[Stored items]
:::

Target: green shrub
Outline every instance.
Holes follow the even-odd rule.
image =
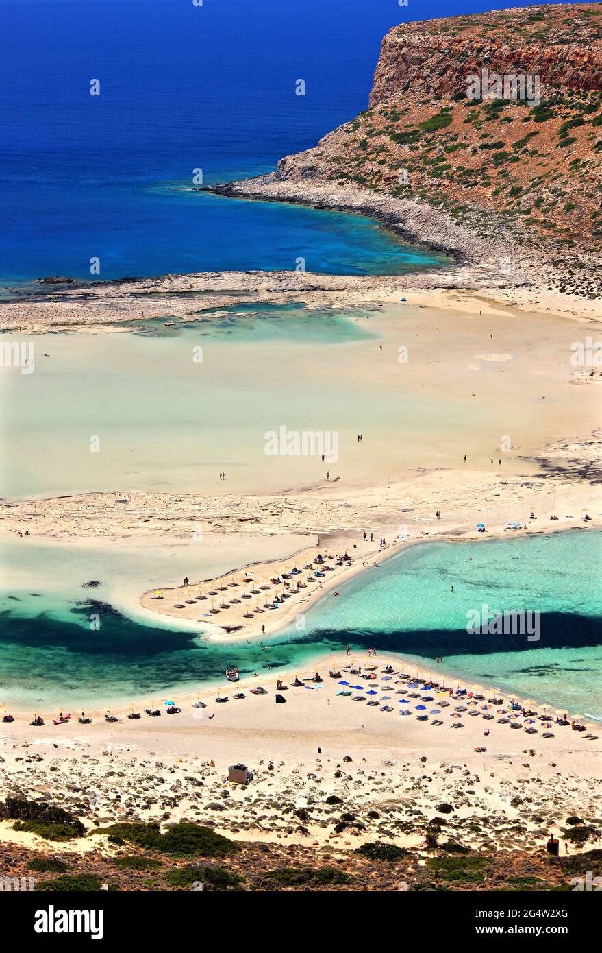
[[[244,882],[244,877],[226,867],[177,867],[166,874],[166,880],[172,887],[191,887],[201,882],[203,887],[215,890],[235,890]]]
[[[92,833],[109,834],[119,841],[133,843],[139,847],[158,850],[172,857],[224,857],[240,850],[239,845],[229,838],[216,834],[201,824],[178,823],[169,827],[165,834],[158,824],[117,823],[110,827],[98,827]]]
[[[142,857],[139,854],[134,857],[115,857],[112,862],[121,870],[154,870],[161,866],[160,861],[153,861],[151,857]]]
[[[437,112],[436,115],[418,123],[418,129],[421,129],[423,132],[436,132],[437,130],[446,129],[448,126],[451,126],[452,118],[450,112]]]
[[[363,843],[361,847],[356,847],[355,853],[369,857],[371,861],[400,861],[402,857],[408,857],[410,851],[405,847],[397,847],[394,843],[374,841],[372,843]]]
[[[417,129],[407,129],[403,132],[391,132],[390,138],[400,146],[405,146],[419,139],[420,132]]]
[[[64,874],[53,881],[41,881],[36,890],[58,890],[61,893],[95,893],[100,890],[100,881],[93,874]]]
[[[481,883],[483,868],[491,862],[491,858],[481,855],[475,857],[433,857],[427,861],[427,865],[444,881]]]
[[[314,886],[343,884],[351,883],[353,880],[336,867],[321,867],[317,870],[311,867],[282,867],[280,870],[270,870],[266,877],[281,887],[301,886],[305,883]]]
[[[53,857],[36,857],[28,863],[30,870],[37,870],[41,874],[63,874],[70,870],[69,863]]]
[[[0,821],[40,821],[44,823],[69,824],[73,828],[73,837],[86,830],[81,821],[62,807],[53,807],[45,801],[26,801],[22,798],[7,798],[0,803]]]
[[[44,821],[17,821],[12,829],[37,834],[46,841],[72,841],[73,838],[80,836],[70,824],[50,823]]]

:::

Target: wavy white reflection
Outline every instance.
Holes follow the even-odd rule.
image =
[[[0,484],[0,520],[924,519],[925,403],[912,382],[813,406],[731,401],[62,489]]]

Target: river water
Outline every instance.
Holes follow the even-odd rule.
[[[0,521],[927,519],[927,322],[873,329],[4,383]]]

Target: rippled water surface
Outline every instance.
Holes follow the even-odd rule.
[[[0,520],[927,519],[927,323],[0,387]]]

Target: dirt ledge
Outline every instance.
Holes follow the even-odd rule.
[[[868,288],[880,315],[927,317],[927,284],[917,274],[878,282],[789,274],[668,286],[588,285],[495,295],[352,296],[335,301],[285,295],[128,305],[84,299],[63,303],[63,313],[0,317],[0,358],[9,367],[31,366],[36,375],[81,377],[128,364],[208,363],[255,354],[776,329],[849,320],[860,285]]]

:::

▸ **The request**
Rewrite every line from the line with "Target: river water" through the line with "[[[0,520],[927,519],[927,323],[0,387]]]", keeping all the text lines as they are. Offset each coordinate in the outlines by adding 23 to it.

▸ **Response to the exercise**
Target: river water
Outline every instance.
Holes follow the even-odd rule.
[[[23,544],[950,542],[950,345],[896,352],[27,406]]]

Target: rippled water surface
Outline every instance.
Holes follow the even-odd rule.
[[[23,543],[950,542],[950,346],[23,410]]]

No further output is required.